Start

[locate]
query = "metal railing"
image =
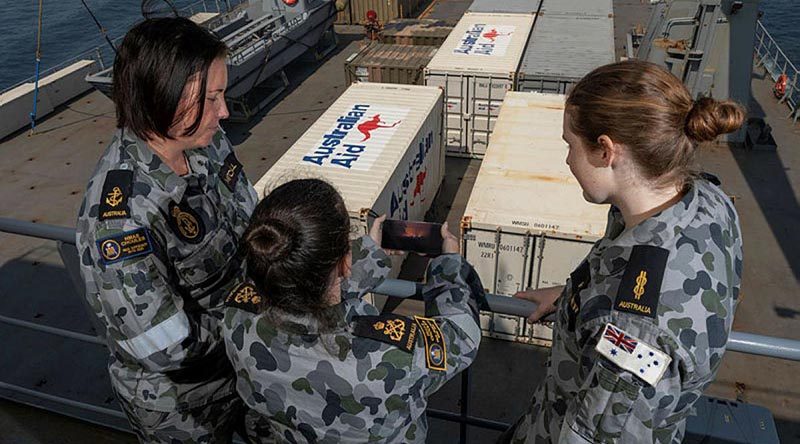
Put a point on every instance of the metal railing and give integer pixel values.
(104, 55)
(769, 346)
(775, 62)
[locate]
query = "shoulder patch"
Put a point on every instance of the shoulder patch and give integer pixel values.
(246, 297)
(435, 348)
(631, 354)
(185, 222)
(396, 330)
(116, 192)
(640, 288)
(125, 245)
(230, 171)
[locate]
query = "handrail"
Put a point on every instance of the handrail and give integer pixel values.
(769, 346)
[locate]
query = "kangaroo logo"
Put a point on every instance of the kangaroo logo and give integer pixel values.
(493, 34)
(372, 124)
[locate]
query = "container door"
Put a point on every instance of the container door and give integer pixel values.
(503, 262)
(554, 260)
(455, 109)
(488, 94)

End

→ Given problem: Copy all of the records above line for line, leaving out the pictures.

→ Result of the exercise:
[locate]
query = "metal railing"
image =
Put a point on every instance of the metal railing and give integer pixel values.
(104, 55)
(769, 346)
(775, 62)
[locate]
query = "shoulder patch"
Put a point on every instance of the shoulder patch and give integer pixel values.
(246, 297)
(435, 348)
(631, 354)
(185, 222)
(396, 330)
(116, 192)
(640, 288)
(125, 245)
(230, 171)
[locate]
query = "handrail"
Put a point on every instance of the handrail and give integer pixel values.
(769, 346)
[locate]
query = "kangaroo logo"
Put a point on every instance of the kangaroo logo and give integer pixel values.
(493, 34)
(372, 124)
[locate]
query = "container door"
Put a point on every instance of the container door and give integer pixel values.
(503, 262)
(554, 260)
(455, 109)
(488, 94)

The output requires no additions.